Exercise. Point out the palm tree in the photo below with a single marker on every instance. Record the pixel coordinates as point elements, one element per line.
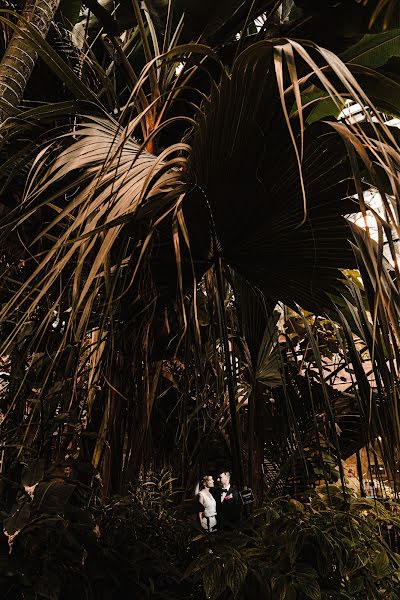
<point>194,158</point>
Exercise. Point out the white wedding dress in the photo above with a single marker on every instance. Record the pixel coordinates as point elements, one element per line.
<point>209,521</point>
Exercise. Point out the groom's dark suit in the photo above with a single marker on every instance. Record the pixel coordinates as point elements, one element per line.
<point>228,508</point>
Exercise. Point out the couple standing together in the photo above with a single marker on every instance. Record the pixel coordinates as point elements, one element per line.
<point>221,504</point>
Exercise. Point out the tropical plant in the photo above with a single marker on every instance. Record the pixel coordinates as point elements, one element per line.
<point>153,217</point>
<point>335,547</point>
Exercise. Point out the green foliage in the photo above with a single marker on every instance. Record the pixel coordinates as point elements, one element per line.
<point>59,546</point>
<point>334,548</point>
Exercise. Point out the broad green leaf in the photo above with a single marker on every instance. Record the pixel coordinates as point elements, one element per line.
<point>374,50</point>
<point>236,572</point>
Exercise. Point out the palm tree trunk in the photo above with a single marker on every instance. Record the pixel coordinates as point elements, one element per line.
<point>20,58</point>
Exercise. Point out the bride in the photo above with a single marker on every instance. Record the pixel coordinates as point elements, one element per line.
<point>207,518</point>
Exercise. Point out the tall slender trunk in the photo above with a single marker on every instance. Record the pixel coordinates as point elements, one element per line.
<point>19,58</point>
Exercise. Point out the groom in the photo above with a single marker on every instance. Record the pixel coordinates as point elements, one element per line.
<point>227,500</point>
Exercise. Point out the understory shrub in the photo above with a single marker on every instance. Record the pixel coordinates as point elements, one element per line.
<point>337,547</point>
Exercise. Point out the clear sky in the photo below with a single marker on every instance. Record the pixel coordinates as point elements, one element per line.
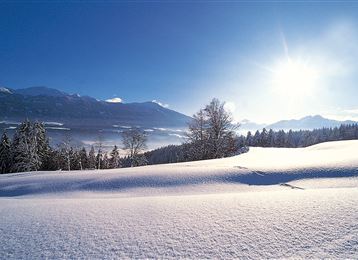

_ _ _ _

§ **EXERCISE DIRECTIONS**: Leave the images out and transcribe the rest of the material exactly.

§ **PROBLEM SOLUTION**:
Exercise. Point out the palm tree in the photo below with a single marker on every instance. Record the pixel coordinates as point elements, one element per line.
<point>194,158</point>
Exercise. Point out the white wedding dress in the photo above with a single marker on every instance. Record the pixel coordinates as point elements, one element per line.
<point>209,521</point>
Exercise. Point out the groom's dark suit in the photo above with a single marker on every instance. Record the pixel coordinates as point elements, one element per line.
<point>228,508</point>
Exercise. Point out the couple standing together in the photo above with a single marker on every instance. Record the pixel coordinates as point elements, one element per line.
<point>221,504</point>
Exercise. Point out the tropical plant in the photo above with a single marker on every instance. Record the pixel coordinates as point elements, one element per line.
<point>153,217</point>
<point>335,547</point>
Exercise. Point out the green foliage in the photo above with a single marker on every instance. Record the pixel coordinates as point elements, one element per line.
<point>59,546</point>
<point>334,548</point>
Exercise. Point out the broad green leaf in the photo above with a single marker on every instance. Record the pixel coordinates as point elements, one element per line.
<point>374,50</point>
<point>236,572</point>
Exercise. Point out the palm tree trunk in the photo above with a single marker on every instance. Record the pixel coordinates as point elements, one element per line.
<point>20,58</point>
Exercise. Point out the bride in the photo above with a single marker on every instance. Record the pixel coordinates as point elements, one element per line.
<point>207,518</point>
Exercise. Point out the tall slender trunk in the photo above with a single marker on every instance. Record the pixel coordinates as point elements, one element per line.
<point>19,58</point>
Exercise. Point out the groom in the photo above with a single marker on every instance. Record the pixel coordinates as point elements, one element per line.
<point>227,500</point>
Exercise. Point out the understory shrub in the photo above with a single marker on every instance. Record the pixel coordinates as point elements, one element per line.
<point>337,547</point>
Exercise. Point out the clear sky in the photo below with a single marker on every instance. Record the pixel coordinates as point elements, one element per line.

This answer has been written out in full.